Point placement data

※

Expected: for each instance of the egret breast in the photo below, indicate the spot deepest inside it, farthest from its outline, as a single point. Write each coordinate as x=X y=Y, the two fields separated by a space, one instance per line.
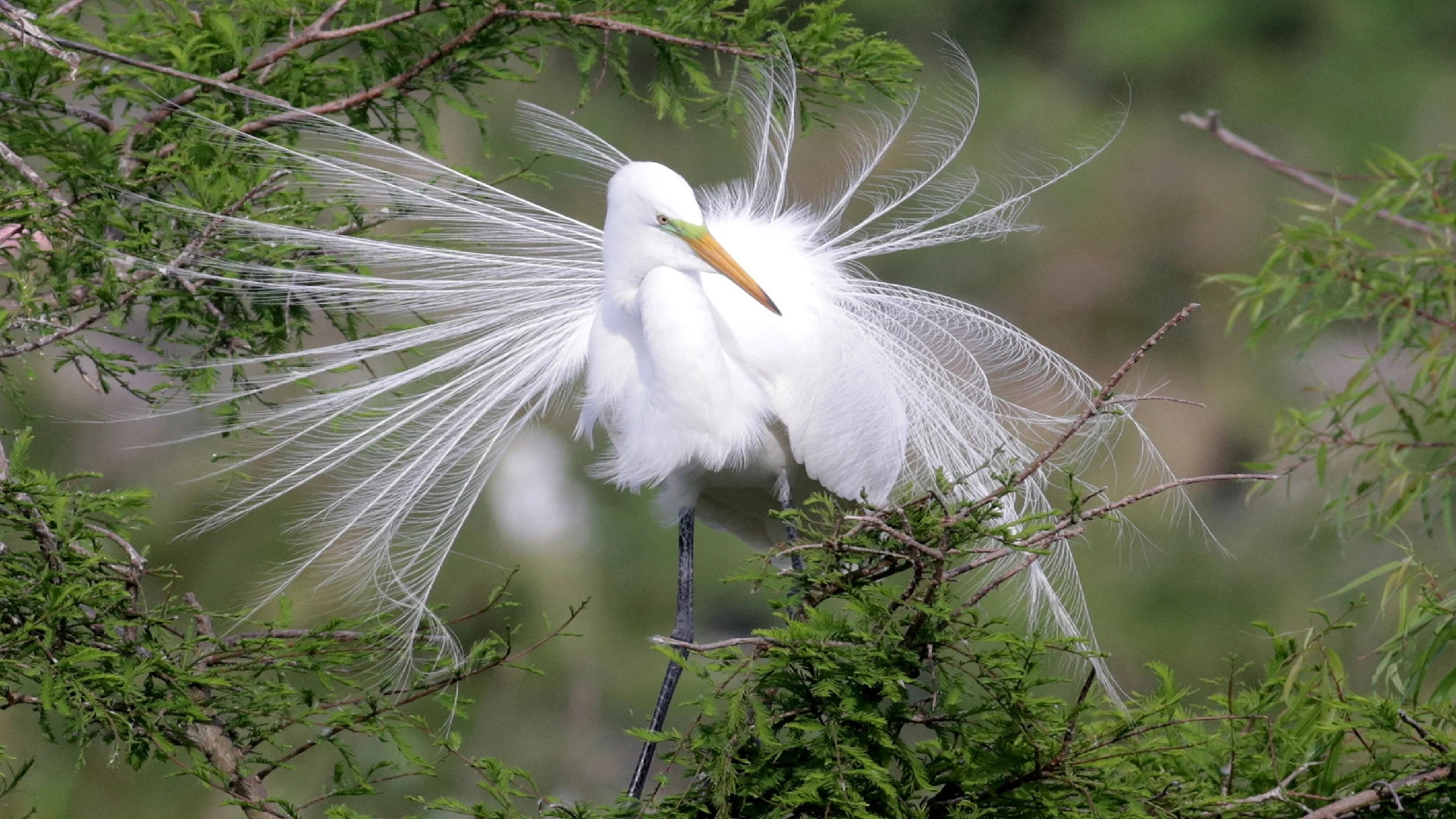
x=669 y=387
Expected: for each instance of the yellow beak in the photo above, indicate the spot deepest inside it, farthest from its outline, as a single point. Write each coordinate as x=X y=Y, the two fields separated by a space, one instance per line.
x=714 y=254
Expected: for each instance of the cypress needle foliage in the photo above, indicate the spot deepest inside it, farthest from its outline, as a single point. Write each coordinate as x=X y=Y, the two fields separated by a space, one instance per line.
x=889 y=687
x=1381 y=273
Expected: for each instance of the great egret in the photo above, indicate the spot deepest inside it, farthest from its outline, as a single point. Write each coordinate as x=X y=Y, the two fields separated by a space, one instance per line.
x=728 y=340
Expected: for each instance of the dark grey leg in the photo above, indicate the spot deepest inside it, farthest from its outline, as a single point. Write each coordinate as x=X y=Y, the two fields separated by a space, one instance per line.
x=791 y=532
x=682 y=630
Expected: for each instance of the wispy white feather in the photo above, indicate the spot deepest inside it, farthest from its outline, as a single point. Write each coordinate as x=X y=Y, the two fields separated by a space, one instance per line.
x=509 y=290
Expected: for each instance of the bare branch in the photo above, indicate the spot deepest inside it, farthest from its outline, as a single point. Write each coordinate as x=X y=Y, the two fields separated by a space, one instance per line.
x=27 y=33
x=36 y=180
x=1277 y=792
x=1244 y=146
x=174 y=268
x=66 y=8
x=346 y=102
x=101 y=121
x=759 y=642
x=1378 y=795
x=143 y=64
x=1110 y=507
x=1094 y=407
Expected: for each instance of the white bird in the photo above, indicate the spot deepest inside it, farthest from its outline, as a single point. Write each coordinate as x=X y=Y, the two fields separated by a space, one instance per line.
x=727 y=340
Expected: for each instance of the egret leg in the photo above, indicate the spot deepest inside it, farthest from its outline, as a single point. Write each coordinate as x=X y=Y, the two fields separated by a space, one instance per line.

※

(Task objective)
Format the data from the line containing "Expected: for each instance of the white" through the last line as a Markdown table with the columns Row and Line. Include both of those lines, give each line its own numbered row, and leave out blank lines.

(Written response)
| Row | Line |
|---|---|
| 1 | Expected: for each instance of the white bird in the photo above, indicate the spot deepest inside it, farthest from its outline, as a single point. Write each coordinate as x=X y=Y, the two fields separated by a space, one instance per line. |
| 2 | x=727 y=340 |
| 3 | Expected: for each instance of the egret leg in the photo above, indicate the spot deepest inside it, farthest from its outline, as a single point. Write each coordinate as x=X y=Y, the two fields separated by a space, one instance per line. |